* Start SUPPLIED DATA *
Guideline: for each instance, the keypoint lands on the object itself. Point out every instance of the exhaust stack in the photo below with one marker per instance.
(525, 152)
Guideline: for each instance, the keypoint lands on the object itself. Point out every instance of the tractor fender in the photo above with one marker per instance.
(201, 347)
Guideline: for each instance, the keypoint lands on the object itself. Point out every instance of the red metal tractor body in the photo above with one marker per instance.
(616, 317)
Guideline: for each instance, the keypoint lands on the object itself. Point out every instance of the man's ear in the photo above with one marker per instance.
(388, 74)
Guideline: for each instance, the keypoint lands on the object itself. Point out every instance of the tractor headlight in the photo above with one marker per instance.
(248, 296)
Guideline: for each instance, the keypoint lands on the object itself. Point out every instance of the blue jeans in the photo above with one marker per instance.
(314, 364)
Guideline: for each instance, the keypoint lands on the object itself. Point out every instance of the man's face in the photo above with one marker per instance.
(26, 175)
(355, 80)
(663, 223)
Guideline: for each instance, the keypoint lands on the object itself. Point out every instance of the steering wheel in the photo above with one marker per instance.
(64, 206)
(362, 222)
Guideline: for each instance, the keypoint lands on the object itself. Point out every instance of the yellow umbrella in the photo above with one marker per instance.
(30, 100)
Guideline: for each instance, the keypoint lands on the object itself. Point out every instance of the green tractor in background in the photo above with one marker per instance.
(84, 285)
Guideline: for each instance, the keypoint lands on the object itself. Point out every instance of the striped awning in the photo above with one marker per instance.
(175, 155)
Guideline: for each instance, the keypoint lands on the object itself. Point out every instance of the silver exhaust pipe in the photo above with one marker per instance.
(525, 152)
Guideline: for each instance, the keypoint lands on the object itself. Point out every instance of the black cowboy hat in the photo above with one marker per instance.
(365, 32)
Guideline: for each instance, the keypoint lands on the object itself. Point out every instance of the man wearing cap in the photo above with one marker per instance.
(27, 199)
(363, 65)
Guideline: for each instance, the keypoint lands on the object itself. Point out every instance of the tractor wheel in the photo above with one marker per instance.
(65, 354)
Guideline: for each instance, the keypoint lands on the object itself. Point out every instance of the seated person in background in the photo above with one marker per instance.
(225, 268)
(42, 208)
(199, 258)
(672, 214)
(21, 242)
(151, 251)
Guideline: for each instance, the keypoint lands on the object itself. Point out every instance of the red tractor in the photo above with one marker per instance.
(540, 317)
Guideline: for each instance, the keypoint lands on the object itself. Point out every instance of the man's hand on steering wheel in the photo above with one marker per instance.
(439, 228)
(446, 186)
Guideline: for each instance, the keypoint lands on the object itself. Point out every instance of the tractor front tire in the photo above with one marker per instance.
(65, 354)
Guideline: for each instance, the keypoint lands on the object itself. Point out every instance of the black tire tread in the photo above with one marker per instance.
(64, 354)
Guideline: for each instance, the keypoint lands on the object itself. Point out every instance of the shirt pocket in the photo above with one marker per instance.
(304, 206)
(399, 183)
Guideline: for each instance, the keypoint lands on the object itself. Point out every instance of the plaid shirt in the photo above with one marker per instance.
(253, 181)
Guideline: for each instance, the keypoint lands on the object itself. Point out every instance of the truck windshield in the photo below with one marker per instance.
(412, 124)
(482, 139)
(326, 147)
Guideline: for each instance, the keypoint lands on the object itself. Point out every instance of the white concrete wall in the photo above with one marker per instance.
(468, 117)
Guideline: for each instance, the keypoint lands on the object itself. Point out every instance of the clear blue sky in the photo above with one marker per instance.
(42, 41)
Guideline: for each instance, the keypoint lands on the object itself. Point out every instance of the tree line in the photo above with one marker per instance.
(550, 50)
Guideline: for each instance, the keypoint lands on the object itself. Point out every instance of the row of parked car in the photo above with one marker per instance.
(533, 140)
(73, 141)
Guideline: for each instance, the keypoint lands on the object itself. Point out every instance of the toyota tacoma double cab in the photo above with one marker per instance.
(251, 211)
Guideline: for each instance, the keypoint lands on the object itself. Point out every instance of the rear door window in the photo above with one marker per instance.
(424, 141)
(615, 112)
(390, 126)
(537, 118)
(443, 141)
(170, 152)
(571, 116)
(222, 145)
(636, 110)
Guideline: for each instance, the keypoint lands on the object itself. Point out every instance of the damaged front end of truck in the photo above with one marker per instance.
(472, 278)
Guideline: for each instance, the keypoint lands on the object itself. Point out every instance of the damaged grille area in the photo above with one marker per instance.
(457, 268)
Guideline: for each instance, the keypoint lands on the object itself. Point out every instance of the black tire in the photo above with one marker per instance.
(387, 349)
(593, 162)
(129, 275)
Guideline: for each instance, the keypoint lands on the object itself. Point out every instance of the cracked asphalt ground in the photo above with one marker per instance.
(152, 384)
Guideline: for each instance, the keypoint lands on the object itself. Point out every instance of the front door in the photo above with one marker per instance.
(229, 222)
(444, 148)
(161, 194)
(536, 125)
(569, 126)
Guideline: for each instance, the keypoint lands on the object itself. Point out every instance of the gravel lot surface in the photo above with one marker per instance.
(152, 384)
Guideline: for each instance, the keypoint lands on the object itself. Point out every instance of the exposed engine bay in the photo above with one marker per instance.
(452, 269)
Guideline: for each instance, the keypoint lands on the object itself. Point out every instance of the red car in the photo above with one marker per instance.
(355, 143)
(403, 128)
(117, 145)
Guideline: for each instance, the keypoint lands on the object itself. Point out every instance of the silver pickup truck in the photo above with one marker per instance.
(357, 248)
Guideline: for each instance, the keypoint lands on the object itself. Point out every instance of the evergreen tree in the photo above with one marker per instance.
* End SUPPLIED DATA *
PROBLEM TO SOLVE: Word for word, write out all of the data above.

ANSWER FOR THIS EXERCISE:
Guideline: for each instance, the keypoint lands on the object itself. Point out every instance of the exhaust stack in the photo below with one marker per instance.
(525, 152)
Guideline: for each instance, the keypoint lands on the object itself. Point out every instance of the tractor fender in the photo above with one marker per instance.
(201, 347)
Guideline: for each instance, the keypoint lands on the object itself. Point out every instance of the red metal tractor body in the photo above with one marker per instance.
(616, 317)
Guideline: for each instance, the keypoint lands on the object itself. Point out every instance of the man's ear in the photo above with one marker per instance.
(388, 74)
Guideline: for each instance, the keypoint lands on the object itself. Point out every instance of the tractor headlight in the photo above with one marker per instance.
(248, 296)
Guideline: for each instance, the keypoint lands on the object itself. Point out every instance of the blue jeans in the photo above with one marker per instance.
(314, 364)
Guideline: for each instance, the keypoint lands on the object itself. Point out every instance of the man's face in the photo above with one marker per instance.
(26, 175)
(355, 80)
(663, 223)
Guideline: for each instance, the keypoint lands on the object itself. Point out every instance of the steering wheel in the photo above with one marker per instance.
(64, 206)
(362, 222)
Guideline: for each instance, the keypoint lands on the object itself. Point out every instance of the yellow umbrella in the photo above with one marker per instance.
(30, 100)
Guideline: for each instance, the keypoint lands on the object itself. Point out every instance of the green tractor in background in the photo above with one marker per instance.
(84, 285)
Guideline: for each instance, the keypoint lands on the object itself. Point out every instance of the striped awning in the photo above with one marker per instance.
(175, 155)
Guideline: for each instance, the keypoint lands on the object itself. Point out every instance of the silver exhaust pipe in the photo above with one marker per instance.
(525, 152)
Guideline: for each instance, the keypoint lands on the object itself. Point out every instance of the black cowboy hat in the photo above with one marker per instance.
(365, 32)
Guideline: for each instance, the keypoint lands on the object itself. Point out every instance of the man wearing cap in the photo above with one marker per instance.
(27, 199)
(363, 65)
Guideline: for each instance, the keypoint lands on the object itself. Point out every instance of the tractor wheel in the photo above with one marker per instance.
(65, 354)
Guideline: for each instance, the keypoint lands on the object itself. Point out every instance of the seated person in background in the photo above with one marker per instance.
(225, 268)
(42, 208)
(199, 258)
(672, 214)
(21, 242)
(151, 251)
Guideline: for each instance, the keypoint lands on the object itself. Point out every instance of the red tractor in the photo above with one marker per instance.
(540, 317)
Guideline: for each instance, the keypoint lands on the object itself. Point out every instance of the man's hand on steering wheel in the photo above with one marker per instance.
(439, 228)
(446, 186)
Guideline: for each instance, the keypoint lands on the object itself. Point out every instance of the tractor front tire in the photo above with one marker per instance.
(65, 354)
Guideline: for each instance, the keypoint lands on the object itself. Point out every instance of the black tire tread in the photo above with one marker per instance.
(64, 354)
Guideline: for each instance, the keypoint lands on the object itself. Point out every instance of the shirt pocket in the photo above with one marker per instance.
(304, 206)
(399, 183)
Guideline: for each instance, the keypoint lands on the object itself. Point out every instance of the plaid shirt in the photo above with one marker per instance.
(253, 181)
Guideline: for each instance, the keypoint lands on the object itself. Point out every instance of the truck windshield in the photo below with one marker per instance.
(412, 124)
(482, 139)
(326, 147)
Guideline: for each instance, the keypoint lands on the object itself. Point out every instance of the white concrete wall in the photo above with one marker per instance.
(468, 117)
Guideline: for each instance, the keypoint lands on the object itself. Point out every instance of the clear blue sky in the photo above with one marker per instance.
(42, 41)
Guideline: for each instance, the keypoint lands on the object itself. Point out every instance of the tree line in the photo above with one marker per instance.
(550, 50)
Guideline: for each instance, the keypoint lands on the object itself. Point out every instance of the row of parked car in the photo above with one marker per instance.
(533, 140)
(73, 141)
Guideline: for each instance, the keypoint lands on the object itself. Point out every instance of the toyota tacoma double cab in the photo above with one marker per instance.
(251, 211)
Guideline: for each instance, the keypoint lands on the object itself. Point out every instance of the rear door window in the photo above with one marker per instance.
(424, 141)
(615, 112)
(390, 126)
(537, 118)
(443, 141)
(170, 152)
(571, 116)
(222, 145)
(636, 110)
Guideline: for each instance, the keypoint lands on the object itself. Point out every instance of the damaged front end of truck in the photo above with one marker per instance.
(472, 278)
Guideline: for each instance, the keypoint lands on the object itself. Point out every instance of the damaged grille area in the photo above with one marker per instance.
(457, 268)
Guideline: for each instance, the keypoint lands on the object itself. Point out every instance of the black tire in the photo above with one marker per instance.
(387, 349)
(593, 162)
(129, 275)
Guideline: for each instance, the keypoint lands on the object itself. Point out every instance of the cracked asphalt ground in the photo above with one marker per instance.
(152, 384)
Guideline: for each instance, the keypoint lands on the object itself. Point out every instance of the front door in the photo above with one marker per instance.
(229, 222)
(444, 148)
(161, 194)
(536, 125)
(569, 126)
Guideline: for each instance, the keypoint lands on the object itself. Point out every instance of the gravel lot surface in the photo above with one marker per instance.
(152, 384)
Guideline: for each instance, the keypoint lands on the object itself. Point out every instance of the exposed engine bay in the photo above with one marker per instance.
(452, 269)
Guideline: for each instance, the keypoint lands on the object itself. Point out every instance of the red car in the photo above with one marker per instance.
(355, 143)
(403, 128)
(117, 145)
Guideline: for each instance, the keypoint lands on the object itself. Point out every instance of the silver pickup truck in the photo above with one marker per instance.
(357, 248)
Guideline: for each instance, the keypoint lands on the object itself. Point out every instance of the evergreen tree in the photo above with one marker per instance.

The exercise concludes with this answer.